• **Task**: Without altering anything, repeat each of the records.

• **Data listing**:
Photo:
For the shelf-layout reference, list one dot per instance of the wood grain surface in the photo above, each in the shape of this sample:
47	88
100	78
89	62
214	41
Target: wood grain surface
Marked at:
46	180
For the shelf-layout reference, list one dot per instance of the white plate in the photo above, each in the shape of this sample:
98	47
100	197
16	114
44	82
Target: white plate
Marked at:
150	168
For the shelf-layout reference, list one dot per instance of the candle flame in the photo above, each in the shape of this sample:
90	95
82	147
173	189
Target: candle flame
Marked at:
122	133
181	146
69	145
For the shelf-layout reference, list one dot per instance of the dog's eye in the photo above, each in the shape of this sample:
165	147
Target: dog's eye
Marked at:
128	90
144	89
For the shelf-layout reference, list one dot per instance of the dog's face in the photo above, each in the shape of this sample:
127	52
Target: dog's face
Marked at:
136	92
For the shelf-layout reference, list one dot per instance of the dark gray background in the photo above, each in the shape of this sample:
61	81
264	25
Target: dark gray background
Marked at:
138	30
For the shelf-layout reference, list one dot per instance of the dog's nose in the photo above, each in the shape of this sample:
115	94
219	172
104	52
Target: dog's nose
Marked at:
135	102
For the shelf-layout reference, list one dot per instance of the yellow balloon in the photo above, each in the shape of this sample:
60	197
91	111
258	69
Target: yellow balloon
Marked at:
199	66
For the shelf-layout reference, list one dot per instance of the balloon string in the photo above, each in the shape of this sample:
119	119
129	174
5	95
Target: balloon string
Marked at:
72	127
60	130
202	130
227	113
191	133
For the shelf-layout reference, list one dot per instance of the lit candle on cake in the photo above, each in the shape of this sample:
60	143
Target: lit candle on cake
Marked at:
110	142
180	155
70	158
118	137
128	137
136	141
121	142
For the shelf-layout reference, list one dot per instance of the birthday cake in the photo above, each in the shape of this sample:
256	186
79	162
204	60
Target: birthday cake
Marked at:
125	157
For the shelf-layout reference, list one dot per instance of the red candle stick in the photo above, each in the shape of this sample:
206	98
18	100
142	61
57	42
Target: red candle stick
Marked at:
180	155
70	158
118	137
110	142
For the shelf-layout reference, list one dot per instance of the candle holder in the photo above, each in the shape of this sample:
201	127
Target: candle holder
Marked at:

• **The result**:
Photo:
For the shelf-layout reference, list one dot per instance of the wood grain surface in the photo above, each in the shape of this sample:
47	88
100	78
89	62
214	41
Target: wood grain surface
Marked at:
46	180
For the shelf-layout reference, list one dot per instance of the white plate in the photo above, each in the shape of this sample:
98	47
100	197
16	114
44	82
Target: white plate
Marked at:
150	168
For the shelf-layout reference, list one dot per instance of the candle flame in the photo above, each in the shape of this sample:
90	95
82	147
173	189
Target: candle flame
Marked at:
122	133
181	146
69	145
For the shelf-layout reference, list one dot per instance of the dog's eye in the photo above, each in the shape of this sample:
165	147
Target: dog's eye
Marked at:
128	90
144	89
For the shelf-layout reference, list one dot per instance of the dog's face in the photo above, each in the shape of this sample:
127	52
Target: dog's face
Marked at:
136	92
For the shelf-layout reference, list one dot per instance of the dark gray background in the photo above, each in the shape of this sample:
61	81
264	25
Target: dark gray background
Marked at:
138	30
For the shelf-layout reference, list one dot per instance of the dog's nose in the photo above, each in the shape of this sample:
115	94
219	172
104	52
Target: dog's nose
Marked at:
135	102
For the shelf-layout reference, list one dot per instance of the yellow balloon in the photo above, each in the shape of this sample:
60	197
91	111
258	69
Target: yellow balloon
Marked at:
199	66
For the shelf-layout reference, list one dot per instance of the balloon string in the photo above, each in the shape of this sample:
119	119
129	174
5	95
Target: balloon string
Marked at:
72	127
60	130
202	130
227	113
191	133
For the shelf-layout reference, list one dot per instance of the lit candle on cake in the photo above, each in the shape of this sample:
60	143
Target: lit candle on cake
Marked at:
110	142
180	155
70	158
118	137
128	137
136	141
121	142
For the shelf-layout reference, list one dot per instance of the birthday cake in the photo above, each in the shape of this sample:
256	186
79	162
204	60
Target: birthday cake
Marked at:
125	157
For the shelf-layout reference, list one dot per instance of the red candle stick in the photo above, each in the shape of this sample:
206	98
18	100
142	61
57	42
Target: red candle stick
Marked at:
180	155
70	158
118	137
110	142
For the shelf-layout reference, list one dot per instance of the candle holder in the photo above, each in the shape of this sample:
201	127
Target: candle holder
Marked at:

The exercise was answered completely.